PROBLEM STATEMENT: All of the material below is to be retyped exactly.

================================

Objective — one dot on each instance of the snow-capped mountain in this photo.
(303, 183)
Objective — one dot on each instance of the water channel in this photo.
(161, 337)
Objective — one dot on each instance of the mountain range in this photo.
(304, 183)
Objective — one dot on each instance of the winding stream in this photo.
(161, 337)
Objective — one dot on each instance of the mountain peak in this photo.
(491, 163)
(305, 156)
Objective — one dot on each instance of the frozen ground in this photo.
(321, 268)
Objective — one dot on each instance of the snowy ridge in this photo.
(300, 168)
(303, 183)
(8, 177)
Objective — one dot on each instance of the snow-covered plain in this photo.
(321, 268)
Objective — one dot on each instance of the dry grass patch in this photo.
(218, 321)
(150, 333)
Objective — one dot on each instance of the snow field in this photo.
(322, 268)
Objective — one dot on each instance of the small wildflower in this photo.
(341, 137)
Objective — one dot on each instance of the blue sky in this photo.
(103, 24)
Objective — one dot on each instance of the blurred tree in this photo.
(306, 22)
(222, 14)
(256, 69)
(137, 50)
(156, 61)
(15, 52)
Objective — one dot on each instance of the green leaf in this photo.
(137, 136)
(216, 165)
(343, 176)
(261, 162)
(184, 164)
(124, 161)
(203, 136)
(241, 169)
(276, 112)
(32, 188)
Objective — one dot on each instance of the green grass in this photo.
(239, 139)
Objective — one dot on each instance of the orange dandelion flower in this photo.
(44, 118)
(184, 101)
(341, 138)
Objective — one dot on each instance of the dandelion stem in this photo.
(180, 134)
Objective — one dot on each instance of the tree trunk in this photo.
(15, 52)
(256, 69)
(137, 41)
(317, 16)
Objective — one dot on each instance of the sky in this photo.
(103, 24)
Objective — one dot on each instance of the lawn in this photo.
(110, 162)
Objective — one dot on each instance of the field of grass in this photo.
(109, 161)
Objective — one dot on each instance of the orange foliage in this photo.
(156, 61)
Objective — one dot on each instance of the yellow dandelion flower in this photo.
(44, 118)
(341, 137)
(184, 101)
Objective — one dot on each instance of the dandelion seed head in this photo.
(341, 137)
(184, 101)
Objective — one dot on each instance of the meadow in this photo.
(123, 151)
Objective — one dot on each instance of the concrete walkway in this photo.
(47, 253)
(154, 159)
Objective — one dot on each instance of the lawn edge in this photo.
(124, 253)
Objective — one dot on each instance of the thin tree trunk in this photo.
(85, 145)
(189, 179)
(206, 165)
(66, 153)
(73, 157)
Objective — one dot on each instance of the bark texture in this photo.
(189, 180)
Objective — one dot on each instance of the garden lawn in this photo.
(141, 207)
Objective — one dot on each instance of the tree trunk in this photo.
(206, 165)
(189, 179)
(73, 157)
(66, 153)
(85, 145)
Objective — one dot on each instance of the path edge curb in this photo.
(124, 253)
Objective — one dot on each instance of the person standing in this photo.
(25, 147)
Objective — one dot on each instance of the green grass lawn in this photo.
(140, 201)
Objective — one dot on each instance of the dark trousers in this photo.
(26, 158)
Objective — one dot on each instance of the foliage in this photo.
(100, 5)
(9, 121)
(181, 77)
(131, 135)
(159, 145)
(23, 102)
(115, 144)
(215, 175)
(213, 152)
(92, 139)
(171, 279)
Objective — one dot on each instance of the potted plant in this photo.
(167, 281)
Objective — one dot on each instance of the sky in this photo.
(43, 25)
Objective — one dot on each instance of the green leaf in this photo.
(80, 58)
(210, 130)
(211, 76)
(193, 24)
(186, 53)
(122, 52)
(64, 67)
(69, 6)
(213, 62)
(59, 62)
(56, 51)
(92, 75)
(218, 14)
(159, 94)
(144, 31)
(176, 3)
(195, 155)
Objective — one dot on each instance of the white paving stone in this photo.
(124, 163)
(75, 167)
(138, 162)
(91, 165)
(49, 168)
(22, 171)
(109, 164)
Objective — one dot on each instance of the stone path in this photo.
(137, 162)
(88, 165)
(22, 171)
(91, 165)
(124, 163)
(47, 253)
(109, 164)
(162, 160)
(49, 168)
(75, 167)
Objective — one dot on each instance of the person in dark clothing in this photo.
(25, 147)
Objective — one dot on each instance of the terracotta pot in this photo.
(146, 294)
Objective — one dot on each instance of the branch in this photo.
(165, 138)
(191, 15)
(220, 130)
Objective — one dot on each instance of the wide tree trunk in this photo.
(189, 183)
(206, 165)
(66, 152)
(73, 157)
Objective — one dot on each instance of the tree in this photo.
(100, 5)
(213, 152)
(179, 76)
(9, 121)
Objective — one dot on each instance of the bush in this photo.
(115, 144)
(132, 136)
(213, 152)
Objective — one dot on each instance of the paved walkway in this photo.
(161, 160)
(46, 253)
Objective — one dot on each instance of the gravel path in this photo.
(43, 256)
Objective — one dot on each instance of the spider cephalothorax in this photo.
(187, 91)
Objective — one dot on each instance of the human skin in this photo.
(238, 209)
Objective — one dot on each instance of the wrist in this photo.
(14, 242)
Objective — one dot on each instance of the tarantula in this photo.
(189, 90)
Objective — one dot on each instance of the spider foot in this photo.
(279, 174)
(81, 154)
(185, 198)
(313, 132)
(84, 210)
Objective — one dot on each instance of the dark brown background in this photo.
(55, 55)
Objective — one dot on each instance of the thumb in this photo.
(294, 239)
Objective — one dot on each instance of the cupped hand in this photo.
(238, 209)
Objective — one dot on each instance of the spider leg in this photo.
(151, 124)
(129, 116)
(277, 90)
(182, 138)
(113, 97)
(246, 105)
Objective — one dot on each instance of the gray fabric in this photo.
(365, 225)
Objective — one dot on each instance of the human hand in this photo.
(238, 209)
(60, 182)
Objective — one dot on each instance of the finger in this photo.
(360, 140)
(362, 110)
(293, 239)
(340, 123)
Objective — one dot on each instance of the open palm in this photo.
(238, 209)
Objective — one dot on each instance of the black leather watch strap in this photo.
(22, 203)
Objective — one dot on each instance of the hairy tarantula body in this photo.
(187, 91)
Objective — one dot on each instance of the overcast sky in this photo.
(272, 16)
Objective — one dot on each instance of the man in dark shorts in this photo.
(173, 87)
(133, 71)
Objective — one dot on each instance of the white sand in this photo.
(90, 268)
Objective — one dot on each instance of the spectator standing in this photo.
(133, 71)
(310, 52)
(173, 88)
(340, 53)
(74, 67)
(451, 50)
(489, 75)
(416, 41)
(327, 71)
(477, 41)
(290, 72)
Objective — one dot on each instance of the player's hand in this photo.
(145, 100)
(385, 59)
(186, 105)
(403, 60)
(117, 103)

================================

THE RESULT:
Objective — one dot on each instance of the snow-capped mountain in this photo.
(303, 183)
Objective — one dot on each instance of the water channel in this photo.
(161, 337)
Objective — one dot on each instance of the mountain range in this photo.
(304, 183)
Objective — one dot on each instance of the winding stream in this photo.
(161, 337)
Objective — one dot on each instance of the mountain peak in this photo.
(491, 163)
(305, 156)
Objective — one dot on each instance of the frozen ground in this photo.
(321, 268)
Objective — one dot on each instance of the snowy ridge in this photo.
(300, 168)
(303, 183)
(8, 177)
Objective — one dot on each instance of the snow-covered plain in this photo.
(321, 268)
Objective — one dot on each instance of the dry grass patch in this photo.
(218, 321)
(150, 333)
Objective — one dot on each instance of the snow field in this photo.
(322, 268)
Objective — one dot on each instance of the small wildflower in this photo.
(341, 137)
Objective — one dot on each instance of the blue sky in this photo.
(103, 24)
Objective — one dot on each instance of the blurred tree in this photo.
(306, 22)
(222, 14)
(256, 69)
(137, 50)
(156, 61)
(15, 52)
Objective — one dot on each instance of the green leaf in this photo.
(137, 136)
(216, 165)
(343, 176)
(261, 162)
(184, 164)
(124, 161)
(203, 136)
(241, 169)
(276, 112)
(32, 188)
Objective — one dot on each instance of the green grass in this photo.
(239, 139)
Objective — one dot on each instance of the orange dandelion flower in this photo.
(44, 118)
(184, 101)
(341, 138)
Objective — one dot on each instance of the dandelion stem in this photo.
(180, 134)
Objective — one dot on each instance of the tree trunk in this photo.
(15, 52)
(256, 69)
(137, 41)
(317, 16)
Objective — one dot on each instance of the sky in this photo.
(103, 24)
Objective — one dot on each instance of the lawn in this photo.
(110, 162)
Objective — one dot on each instance of the field of grass in this photo.
(109, 161)
Objective — one dot on each instance of the orange foliage in this photo.
(156, 61)
Objective — one dot on each instance of the yellow dandelion flower in this photo.
(44, 118)
(341, 137)
(184, 101)
Objective — one dot on each instance of the dandelion seed head in this photo.
(341, 137)
(184, 101)
Objective — one dot on each instance of the meadow in this photo.
(123, 151)
Objective — one dot on each instance of the concrete walkway in this photo.
(47, 253)
(154, 159)
Objective — one dot on each instance of the lawn edge in this photo.
(124, 253)
Objective — one dot on each instance of the thin tree trunk in this photo.
(85, 145)
(189, 179)
(206, 165)
(66, 153)
(73, 157)
Objective — one dot on each instance of the bark texture in this photo.
(189, 180)
Objective — one dot on each instance of the garden lawn in this photo.
(141, 207)
Objective — one dot on each instance of the tree trunk in this photo.
(206, 165)
(189, 179)
(73, 157)
(66, 153)
(85, 145)
Objective — one dot on each instance of the path edge curb in this photo.
(124, 253)
Objective — one dot on each instance of the person standing in this photo.
(25, 147)
Objective — one dot on each instance of the green grass lawn in this photo.
(140, 201)
Objective — one dot on each instance of the dark trousers in this photo.
(26, 158)
Objective — one dot on each instance of the foliage in this photo.
(100, 5)
(9, 121)
(181, 77)
(131, 135)
(159, 145)
(23, 102)
(115, 144)
(215, 175)
(213, 152)
(92, 139)
(171, 279)
Objective — one dot on each instance of the potted plant in this photo.
(167, 281)
Objective — one dot on each instance of the sky in this photo.
(43, 25)
Objective — one dot on each instance of the green leaf in this photo.
(80, 58)
(210, 130)
(211, 76)
(193, 24)
(186, 53)
(122, 52)
(64, 67)
(69, 6)
(213, 62)
(59, 62)
(56, 51)
(92, 75)
(218, 14)
(159, 94)
(144, 31)
(176, 3)
(195, 155)
Objective — one dot on each instance of the white paving stone in this photo.
(124, 163)
(75, 167)
(138, 162)
(91, 165)
(49, 168)
(22, 171)
(109, 164)
Objective — one dot on each instance of the stone path in this photo.
(137, 162)
(88, 165)
(22, 171)
(91, 165)
(124, 163)
(47, 253)
(109, 164)
(162, 160)
(49, 168)
(75, 167)
Objective — one dot on each instance of the person in dark clothing in this photo.
(25, 147)
Objective — one dot on each instance of the terracotta pot in this photo.
(146, 294)
Objective — one dot on each instance of the branch in this photo.
(165, 138)
(191, 15)
(220, 130)
Objective — one dot on each instance of the wide tree trunk in this photo.
(189, 183)
(206, 165)
(66, 152)
(73, 157)
Objective — one dot on each instance of the tree in this photo.
(100, 5)
(213, 152)
(179, 76)
(9, 121)
Objective — one dot on each instance of the bush in this photo.
(115, 144)
(132, 136)
(213, 152)
Objective — one dot on each instance of the paved walkway in this photo.
(161, 160)
(46, 253)
Objective — one dot on each instance of the gravel path in this photo.
(43, 256)
Objective — one dot on each instance of the spider cephalothorax in this photo.
(187, 91)
Objective — one dot on each instance of the human skin in this photo.
(238, 209)
Objective — one dot on each instance of the wrist in this photo.
(14, 242)
Objective — one dot on each instance of the tarantula in this photo.
(189, 90)
Objective — one dot on each instance of the spider foot in this photo.
(279, 174)
(81, 154)
(185, 198)
(313, 132)
(84, 210)
Objective — one dot on each instance of the dark brown background in this photo.
(55, 55)
Objective — one dot on each instance of the thumb in this photo.
(294, 239)
Objective — one dot on each instance of the cupped hand in this photo.
(238, 209)
Objective — one dot on each instance of the spider leg in this photo.
(151, 124)
(129, 116)
(277, 90)
(182, 138)
(113, 97)
(246, 105)
Objective — one dot on each instance of the gray fabric in this photo.
(365, 225)
Objective — one dot on each instance of the human hand in this photo.
(238, 209)
(60, 182)
Objective — one dot on each instance of the finger in this photo.
(360, 140)
(362, 110)
(293, 239)
(340, 123)
Objective — one dot on each instance of the open palm in this photo.
(238, 209)
Objective — one dot on each instance of the black leather watch strap in this photo.
(22, 203)
Objective — one dot on each instance of the hairy tarantula body in this photo.
(187, 91)
Objective — one dot on each instance of the overcast sky in this photo.
(272, 16)
Objective — one dot on each instance of the man in dark shorts in this photo.
(173, 87)
(133, 71)
Objective — one dot on each instance of the white sand in this photo.
(90, 268)
Objective — one dot on each instance of the spectator standing in this photo.
(133, 71)
(310, 52)
(173, 88)
(340, 53)
(74, 67)
(451, 50)
(489, 75)
(416, 41)
(327, 71)
(477, 41)
(290, 72)
Objective — one dot on each instance of the player's hand in this photo.
(145, 100)
(385, 59)
(186, 105)
(403, 60)
(117, 103)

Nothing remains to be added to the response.